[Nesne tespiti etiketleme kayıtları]
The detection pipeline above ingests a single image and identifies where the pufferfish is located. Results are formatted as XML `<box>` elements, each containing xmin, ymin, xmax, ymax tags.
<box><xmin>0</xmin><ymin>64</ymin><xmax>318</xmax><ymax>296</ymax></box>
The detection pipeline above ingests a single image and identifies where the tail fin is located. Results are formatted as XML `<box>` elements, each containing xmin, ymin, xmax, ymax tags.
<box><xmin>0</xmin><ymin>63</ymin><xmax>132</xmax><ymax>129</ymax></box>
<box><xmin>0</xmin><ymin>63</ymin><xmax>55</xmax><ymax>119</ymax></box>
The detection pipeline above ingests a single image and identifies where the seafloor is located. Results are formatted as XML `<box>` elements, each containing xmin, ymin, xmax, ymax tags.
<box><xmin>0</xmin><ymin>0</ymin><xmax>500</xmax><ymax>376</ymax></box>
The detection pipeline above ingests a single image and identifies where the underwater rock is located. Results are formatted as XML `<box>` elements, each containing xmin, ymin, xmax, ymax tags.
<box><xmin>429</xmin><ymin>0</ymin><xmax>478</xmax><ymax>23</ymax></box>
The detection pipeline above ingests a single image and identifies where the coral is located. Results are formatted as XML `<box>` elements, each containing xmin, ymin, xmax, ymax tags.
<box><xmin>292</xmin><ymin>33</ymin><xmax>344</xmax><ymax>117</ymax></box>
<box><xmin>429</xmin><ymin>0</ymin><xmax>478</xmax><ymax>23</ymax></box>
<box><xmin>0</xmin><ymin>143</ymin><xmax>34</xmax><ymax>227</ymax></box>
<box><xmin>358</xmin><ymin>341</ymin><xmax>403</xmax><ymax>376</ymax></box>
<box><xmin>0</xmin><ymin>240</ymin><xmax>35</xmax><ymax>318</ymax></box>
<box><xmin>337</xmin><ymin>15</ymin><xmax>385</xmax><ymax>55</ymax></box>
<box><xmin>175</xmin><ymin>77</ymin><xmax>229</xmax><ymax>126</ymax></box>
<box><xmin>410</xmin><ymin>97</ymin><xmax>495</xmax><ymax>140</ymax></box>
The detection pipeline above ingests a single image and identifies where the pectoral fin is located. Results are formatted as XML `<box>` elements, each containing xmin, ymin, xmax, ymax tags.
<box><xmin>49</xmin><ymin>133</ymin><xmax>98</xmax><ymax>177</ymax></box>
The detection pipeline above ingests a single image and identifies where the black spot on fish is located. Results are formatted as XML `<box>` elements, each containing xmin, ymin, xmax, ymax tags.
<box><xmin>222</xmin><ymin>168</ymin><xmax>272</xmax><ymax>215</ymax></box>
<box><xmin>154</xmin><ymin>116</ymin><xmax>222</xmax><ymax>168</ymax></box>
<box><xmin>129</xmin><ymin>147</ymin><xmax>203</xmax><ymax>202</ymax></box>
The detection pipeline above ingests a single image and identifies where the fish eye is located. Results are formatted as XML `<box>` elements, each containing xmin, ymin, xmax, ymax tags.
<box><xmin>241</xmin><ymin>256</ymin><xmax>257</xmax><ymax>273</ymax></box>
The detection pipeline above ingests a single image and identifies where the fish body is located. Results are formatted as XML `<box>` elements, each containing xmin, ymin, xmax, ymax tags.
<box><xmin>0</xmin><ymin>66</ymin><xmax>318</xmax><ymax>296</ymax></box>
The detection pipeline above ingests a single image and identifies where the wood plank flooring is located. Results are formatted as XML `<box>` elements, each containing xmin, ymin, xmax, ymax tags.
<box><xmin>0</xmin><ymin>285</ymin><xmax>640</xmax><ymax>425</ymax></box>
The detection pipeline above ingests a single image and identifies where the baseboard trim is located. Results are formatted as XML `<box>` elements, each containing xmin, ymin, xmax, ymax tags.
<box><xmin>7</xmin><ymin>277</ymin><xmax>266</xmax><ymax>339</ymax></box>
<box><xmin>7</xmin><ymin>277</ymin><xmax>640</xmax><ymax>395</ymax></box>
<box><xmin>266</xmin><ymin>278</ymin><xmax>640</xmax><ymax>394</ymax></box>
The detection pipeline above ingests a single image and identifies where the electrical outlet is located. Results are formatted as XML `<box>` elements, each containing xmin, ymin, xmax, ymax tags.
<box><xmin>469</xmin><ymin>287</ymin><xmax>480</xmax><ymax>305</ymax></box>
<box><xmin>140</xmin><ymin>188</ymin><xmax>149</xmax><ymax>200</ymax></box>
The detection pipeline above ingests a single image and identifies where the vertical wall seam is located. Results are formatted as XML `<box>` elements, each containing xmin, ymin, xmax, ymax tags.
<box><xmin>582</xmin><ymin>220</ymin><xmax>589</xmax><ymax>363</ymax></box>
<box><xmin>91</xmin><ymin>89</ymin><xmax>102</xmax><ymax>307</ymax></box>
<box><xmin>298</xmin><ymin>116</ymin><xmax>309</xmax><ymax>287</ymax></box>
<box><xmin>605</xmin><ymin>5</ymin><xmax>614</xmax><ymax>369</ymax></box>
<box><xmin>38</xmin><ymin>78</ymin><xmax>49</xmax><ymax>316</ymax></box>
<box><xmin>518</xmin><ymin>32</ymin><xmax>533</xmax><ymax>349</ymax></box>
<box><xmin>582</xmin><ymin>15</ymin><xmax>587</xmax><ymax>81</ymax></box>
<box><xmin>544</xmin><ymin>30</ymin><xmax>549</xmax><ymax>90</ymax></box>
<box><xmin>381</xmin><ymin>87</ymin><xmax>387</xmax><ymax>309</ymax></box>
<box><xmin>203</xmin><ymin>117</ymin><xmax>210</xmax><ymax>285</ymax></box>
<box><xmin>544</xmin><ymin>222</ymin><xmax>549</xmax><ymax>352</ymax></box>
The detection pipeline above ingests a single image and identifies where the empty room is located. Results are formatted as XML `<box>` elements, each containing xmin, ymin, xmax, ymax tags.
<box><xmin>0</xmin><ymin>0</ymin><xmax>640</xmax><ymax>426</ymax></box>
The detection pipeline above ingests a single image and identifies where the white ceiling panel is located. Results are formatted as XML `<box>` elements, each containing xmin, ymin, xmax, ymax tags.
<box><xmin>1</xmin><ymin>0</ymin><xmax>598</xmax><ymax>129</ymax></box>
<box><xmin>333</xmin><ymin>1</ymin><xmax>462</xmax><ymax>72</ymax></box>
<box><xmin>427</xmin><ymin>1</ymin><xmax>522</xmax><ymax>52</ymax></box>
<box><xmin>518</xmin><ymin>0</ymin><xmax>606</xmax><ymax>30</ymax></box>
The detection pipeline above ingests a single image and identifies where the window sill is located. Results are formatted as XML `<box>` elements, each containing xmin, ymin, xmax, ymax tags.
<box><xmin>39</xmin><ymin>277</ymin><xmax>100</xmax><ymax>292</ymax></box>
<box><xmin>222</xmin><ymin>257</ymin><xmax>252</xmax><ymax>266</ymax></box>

Görevin Kapsamı | Yukarıdaki materyalin tamamını, her satırı hiçbir değişiklik yapmadan aynen aktararak yeniden yazınız.

Tamamlanmış Alıştırma |
The detection pipeline above ingests a single image and identifies where the pufferfish is located. Results are formatted as XML `<box>` elements, each containing xmin, ymin, xmax, ymax tags.
<box><xmin>0</xmin><ymin>64</ymin><xmax>318</xmax><ymax>296</ymax></box>
The detection pipeline above ingests a single image and identifies where the tail fin is located. Results are formatted as XML `<box>` elements, each containing xmin, ymin, xmax, ymax tags.
<box><xmin>0</xmin><ymin>63</ymin><xmax>132</xmax><ymax>129</ymax></box>
<box><xmin>0</xmin><ymin>63</ymin><xmax>55</xmax><ymax>119</ymax></box>
The detection pipeline above ingests a single image and identifies where the seafloor is located. Results are formatted as XML `<box>` elements, each containing xmin, ymin, xmax, ymax tags.
<box><xmin>0</xmin><ymin>0</ymin><xmax>500</xmax><ymax>376</ymax></box>
The detection pipeline above ingests a single image and identifies where the underwater rock is located. Results are formatted as XML `<box>` elements, each containing xmin, ymin, xmax, ymax tags.
<box><xmin>429</xmin><ymin>0</ymin><xmax>478</xmax><ymax>23</ymax></box>
The detection pipeline above ingests a single image and identifies where the coral is located. Results are formatted as XML `<box>` elements, each containing xmin, ymin, xmax, ymax tags.
<box><xmin>292</xmin><ymin>33</ymin><xmax>344</xmax><ymax>117</ymax></box>
<box><xmin>429</xmin><ymin>0</ymin><xmax>478</xmax><ymax>23</ymax></box>
<box><xmin>0</xmin><ymin>143</ymin><xmax>34</xmax><ymax>227</ymax></box>
<box><xmin>358</xmin><ymin>341</ymin><xmax>403</xmax><ymax>376</ymax></box>
<box><xmin>0</xmin><ymin>240</ymin><xmax>35</xmax><ymax>318</ymax></box>
<box><xmin>337</xmin><ymin>15</ymin><xmax>385</xmax><ymax>55</ymax></box>
<box><xmin>175</xmin><ymin>77</ymin><xmax>229</xmax><ymax>126</ymax></box>
<box><xmin>410</xmin><ymin>97</ymin><xmax>495</xmax><ymax>140</ymax></box>
The detection pipeline above ingests a single image and identifies where the pectoral fin is located. Results are formatted as XML `<box>` elements, each containing xmin, ymin, xmax, ymax tags.
<box><xmin>49</xmin><ymin>133</ymin><xmax>98</xmax><ymax>177</ymax></box>
The detection pipeline above ingests a single image and identifies where the black spot on fish is located. Results are formatted as XML `<box>` elements, each containing xmin, ymin, xmax, ymax tags.
<box><xmin>222</xmin><ymin>168</ymin><xmax>272</xmax><ymax>215</ymax></box>
<box><xmin>154</xmin><ymin>116</ymin><xmax>222</xmax><ymax>168</ymax></box>
<box><xmin>129</xmin><ymin>147</ymin><xmax>203</xmax><ymax>202</ymax></box>
The detection pipeline above ingests a single image and identifies where the fish eye is located. Results are formatted as XML `<box>` elements, each containing xmin, ymin, xmax, ymax tags.
<box><xmin>241</xmin><ymin>256</ymin><xmax>257</xmax><ymax>273</ymax></box>
The detection pipeline above ingests a single image and identifies where the fish body is located. Results are formatted as XML `<box>` elements, each containing xmin, ymin, xmax, ymax tags.
<box><xmin>0</xmin><ymin>66</ymin><xmax>318</xmax><ymax>296</ymax></box>
The detection pipeline above ingests a single image and identifies where the wood plank flooring is located. Results are formatted as XML `<box>` elements, each containing xmin, ymin, xmax, ymax tags.
<box><xmin>0</xmin><ymin>285</ymin><xmax>640</xmax><ymax>425</ymax></box>
The detection pipeline above ingests a single image and identifies where the baseboard trim is located. Results are formatted as XML `<box>` elements, each containing xmin, ymin, xmax, ymax tags.
<box><xmin>7</xmin><ymin>277</ymin><xmax>266</xmax><ymax>339</ymax></box>
<box><xmin>7</xmin><ymin>277</ymin><xmax>640</xmax><ymax>395</ymax></box>
<box><xmin>266</xmin><ymin>278</ymin><xmax>640</xmax><ymax>394</ymax></box>
The detection pipeline above ingests a single image and identifies where the electrical outlet is located. Results are formatted as XML `<box>` elements, each containing xmin, ymin, xmax, ymax tags.
<box><xmin>469</xmin><ymin>287</ymin><xmax>480</xmax><ymax>305</ymax></box>
<box><xmin>140</xmin><ymin>188</ymin><xmax>149</xmax><ymax>200</ymax></box>
The detection pipeline above ingests a single image and identifies where the vertical wall seam is located. Results are formatted as XML `<box>` elements, each containing xmin, ymin, xmax, ymax tags.
<box><xmin>582</xmin><ymin>220</ymin><xmax>589</xmax><ymax>363</ymax></box>
<box><xmin>91</xmin><ymin>89</ymin><xmax>102</xmax><ymax>307</ymax></box>
<box><xmin>298</xmin><ymin>116</ymin><xmax>309</xmax><ymax>287</ymax></box>
<box><xmin>605</xmin><ymin>5</ymin><xmax>614</xmax><ymax>369</ymax></box>
<box><xmin>38</xmin><ymin>78</ymin><xmax>49</xmax><ymax>316</ymax></box>
<box><xmin>518</xmin><ymin>32</ymin><xmax>533</xmax><ymax>349</ymax></box>
<box><xmin>582</xmin><ymin>15</ymin><xmax>587</xmax><ymax>81</ymax></box>
<box><xmin>544</xmin><ymin>30</ymin><xmax>549</xmax><ymax>90</ymax></box>
<box><xmin>381</xmin><ymin>87</ymin><xmax>387</xmax><ymax>309</ymax></box>
<box><xmin>203</xmin><ymin>117</ymin><xmax>210</xmax><ymax>285</ymax></box>
<box><xmin>544</xmin><ymin>222</ymin><xmax>549</xmax><ymax>352</ymax></box>
The detection pipeline above ingests a single image and identifies where the empty room is located. Results are formatted as XML `<box>` elements, each containing xmin, ymin, xmax, ymax tags.
<box><xmin>0</xmin><ymin>0</ymin><xmax>640</xmax><ymax>426</ymax></box>
The detection pipeline above ingests a single image and identifies where the white ceiling panel is located. Results are formatted as XML `<box>` elements, each containing xmin, ymin, xmax, ymax tags.
<box><xmin>1</xmin><ymin>0</ymin><xmax>598</xmax><ymax>129</ymax></box>
<box><xmin>333</xmin><ymin>1</ymin><xmax>462</xmax><ymax>72</ymax></box>
<box><xmin>427</xmin><ymin>1</ymin><xmax>522</xmax><ymax>52</ymax></box>
<box><xmin>518</xmin><ymin>0</ymin><xmax>606</xmax><ymax>30</ymax></box>
The detection pipeline above ingests a single image and identifies where the window sill is located. Results are formatted as XML `<box>` elements, each containing xmin, ymin, xmax, ymax tags.
<box><xmin>39</xmin><ymin>277</ymin><xmax>100</xmax><ymax>292</ymax></box>
<box><xmin>222</xmin><ymin>257</ymin><xmax>252</xmax><ymax>266</ymax></box>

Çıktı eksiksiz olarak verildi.